* _Exercise brief_
Reproduce the listing below word for word, from its beginning through the line containing "852L44 893L58 882L124", including that line. Leave the pictures out of your answer.

═══ Data provided

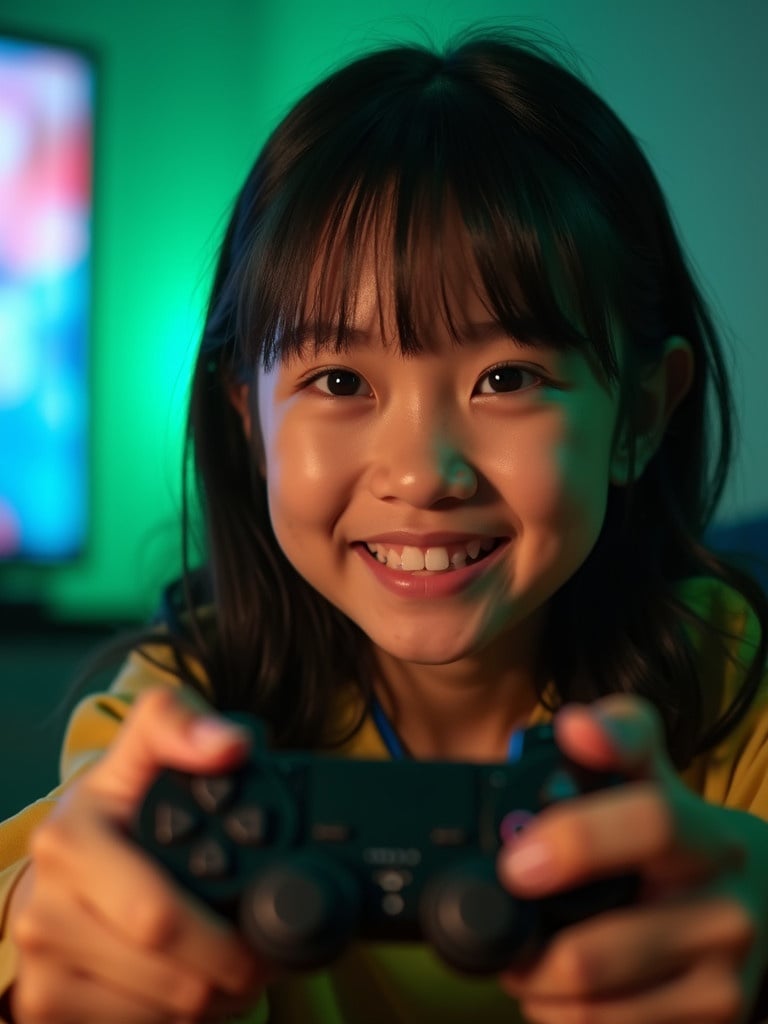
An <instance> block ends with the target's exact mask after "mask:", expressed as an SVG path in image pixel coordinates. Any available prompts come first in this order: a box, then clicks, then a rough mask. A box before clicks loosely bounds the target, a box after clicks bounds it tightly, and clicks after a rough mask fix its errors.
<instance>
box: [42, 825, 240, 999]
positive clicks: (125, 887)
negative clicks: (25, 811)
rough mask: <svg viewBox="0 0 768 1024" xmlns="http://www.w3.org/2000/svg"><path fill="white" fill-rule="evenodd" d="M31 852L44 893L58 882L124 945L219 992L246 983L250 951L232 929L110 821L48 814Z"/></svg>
mask: <svg viewBox="0 0 768 1024" xmlns="http://www.w3.org/2000/svg"><path fill="white" fill-rule="evenodd" d="M32 853H33V857H34V858H35V861H36V865H37V871H38V876H39V881H38V885H40V886H42V887H44V892H45V887H46V879H49V880H50V883H49V884H48V885H47V888H48V889H50V888H51V887H56V886H59V887H61V888H66V890H67V891H68V892H69V893H71V894H72V895H73V898H74V899H76V900H77V901H79V902H80V903H82V904H83V905H84V906H86V907H88V908H89V909H90V911H91V913H93V914H94V915H95V916H96V918H98V919H99V920H100V921H101V922H102V923H103V925H104V926H105V927H106V928H108V929H110V930H112V931H114V932H116V933H118V934H119V935H121V936H123V939H124V941H125V942H126V943H128V944H131V945H133V946H135V947H137V948H138V949H141V950H143V951H145V952H152V953H158V952H161V951H162V952H163V953H165V954H166V955H169V956H172V957H174V958H175V959H177V961H178V962H179V964H181V965H183V966H184V967H186V968H187V969H189V970H191V971H194V972H197V973H198V974H199V975H200V977H201V978H202V979H204V980H205V979H207V980H208V981H209V982H211V983H214V984H216V985H217V986H218V987H220V988H222V989H224V990H226V991H232V992H240V991H242V990H243V989H244V988H245V987H247V986H248V985H250V984H252V983H253V982H254V974H255V971H256V965H255V961H254V957H253V955H252V954H251V953H250V951H249V950H248V949H247V948H246V946H245V944H244V943H243V941H242V940H241V939H240V938H239V936H238V935H237V933H236V932H234V931H233V929H231V928H230V927H229V926H228V925H226V923H224V922H223V921H222V920H220V919H218V918H217V916H216V915H214V914H213V913H211V912H210V911H208V910H207V908H205V907H204V906H203V905H202V904H200V903H198V902H196V901H195V900H194V899H193V898H191V897H189V896H187V894H185V893H182V892H181V890H180V889H178V888H177V887H176V886H175V884H174V883H173V881H172V880H171V879H170V877H169V876H168V874H166V873H165V871H164V870H163V869H162V868H161V867H160V866H158V865H156V864H155V863H154V862H153V861H152V860H151V859H150V858H147V857H146V856H145V854H144V853H143V851H142V850H140V849H139V847H138V846H134V845H133V844H132V843H131V842H130V841H129V840H128V839H127V838H126V837H124V836H123V835H121V834H117V833H115V830H114V828H113V827H112V825H111V823H109V822H104V821H103V820H102V819H100V818H95V817H93V816H87V815H78V816H77V819H76V821H74V822H73V821H71V820H70V819H69V818H66V817H60V818H54V819H53V820H51V821H49V822H47V823H45V824H44V825H42V826H41V827H40V828H39V829H38V830H37V833H36V835H35V837H34V839H33V842H32ZM61 880H66V885H62V883H61ZM116 880H119V884H116Z"/></svg>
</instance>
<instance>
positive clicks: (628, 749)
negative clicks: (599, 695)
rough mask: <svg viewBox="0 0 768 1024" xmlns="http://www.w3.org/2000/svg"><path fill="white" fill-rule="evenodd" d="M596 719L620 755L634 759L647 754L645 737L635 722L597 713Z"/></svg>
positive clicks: (597, 712) (615, 748)
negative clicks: (638, 727)
mask: <svg viewBox="0 0 768 1024" xmlns="http://www.w3.org/2000/svg"><path fill="white" fill-rule="evenodd" d="M596 717H597V719H598V721H599V723H600V727H601V728H602V729H603V731H604V732H605V733H606V734H607V736H608V739H609V740H610V742H611V743H612V745H613V748H614V749H615V751H616V752H617V753H618V754H623V755H624V756H625V757H629V758H634V757H638V756H640V755H642V754H644V753H645V743H644V737H643V735H642V733H641V731H640V730H639V729H638V728H637V724H636V723H635V722H628V721H626V720H625V719H622V718H616V717H615V716H614V715H604V714H602V713H600V712H597V713H596Z"/></svg>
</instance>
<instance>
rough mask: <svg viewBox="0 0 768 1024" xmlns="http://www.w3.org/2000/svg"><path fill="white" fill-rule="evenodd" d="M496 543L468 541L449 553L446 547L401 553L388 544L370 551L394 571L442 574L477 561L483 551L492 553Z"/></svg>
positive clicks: (376, 547)
mask: <svg viewBox="0 0 768 1024" xmlns="http://www.w3.org/2000/svg"><path fill="white" fill-rule="evenodd" d="M495 544H496V541H495V540H494V539H493V538H490V537H488V538H484V539H483V540H481V541H479V540H474V541H468V542H467V543H466V544H463V545H456V547H454V545H452V551H451V552H449V549H447V548H444V547H433V548H416V547H412V546H411V545H406V546H404V547H403V548H402V550H401V551H398V550H397V549H396V548H390V547H388V546H387V545H386V544H369V545H368V550H369V551H370V552H371V554H372V555H375V556H376V558H377V559H378V560H379V561H380V562H381V563H382V564H384V565H387V566H388V567H389V568H392V569H404V570H406V571H408V572H418V571H420V570H422V569H428V570H429V571H431V572H440V571H442V570H444V569H446V568H449V567H450V566H453V567H454V568H459V567H461V566H462V565H466V564H467V560H468V559H472V560H473V559H475V558H477V556H478V555H479V553H480V552H481V551H490V549H492V548H493V547H494V545H495Z"/></svg>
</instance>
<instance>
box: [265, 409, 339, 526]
mask: <svg viewBox="0 0 768 1024" xmlns="http://www.w3.org/2000/svg"><path fill="white" fill-rule="evenodd" d="M264 450H265V466H266V482H267V493H268V496H269V511H270V515H271V518H272V526H273V529H274V532H275V535H276V537H278V539H279V540H280V542H281V544H285V545H288V544H290V543H291V542H292V539H293V537H294V535H299V534H303V532H304V531H306V530H311V529H328V528H330V527H331V526H332V524H333V522H334V521H335V519H336V517H337V515H338V512H339V510H340V508H341V504H342V502H343V497H344V494H345V490H346V483H347V480H348V477H349V475H350V467H349V465H348V461H347V460H346V459H345V457H344V453H341V452H339V449H338V445H335V446H334V445H328V444H326V443H324V441H323V437H322V435H321V434H319V433H318V432H317V431H312V430H309V429H307V427H306V426H305V425H301V424H294V423H292V421H291V418H290V417H285V418H284V420H283V422H282V423H280V424H276V423H275V422H274V421H272V422H271V423H269V424H268V425H267V430H266V432H265V436H264Z"/></svg>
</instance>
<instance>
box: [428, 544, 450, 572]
mask: <svg viewBox="0 0 768 1024" xmlns="http://www.w3.org/2000/svg"><path fill="white" fill-rule="evenodd" d="M450 564H451V562H450V560H449V556H447V551H445V549H444V548H427V553H426V555H425V556H424V568H425V569H429V570H430V572H441V571H442V570H443V569H446V568H447V567H449V565H450Z"/></svg>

══════

* _Answer space_
An <instance> block ends with the target's exact mask after "mask:", expressed as an SVG path in image pixel coordinates. Any available prompts come first in this order: a box, then clicks, then a rough mask. A box before clicks loosely bounds the target, a box after clicks bounds it tightly, and clicks after a rough mask fix its errors.
<instance>
box: [42, 825, 240, 999]
positive clicks: (125, 887)
negative clicks: (25, 811)
rough mask: <svg viewBox="0 0 768 1024" xmlns="http://www.w3.org/2000/svg"><path fill="white" fill-rule="evenodd" d="M31 852L44 893L58 882L124 945L219 992L246 983L250 951L232 929L110 821L48 814Z"/></svg>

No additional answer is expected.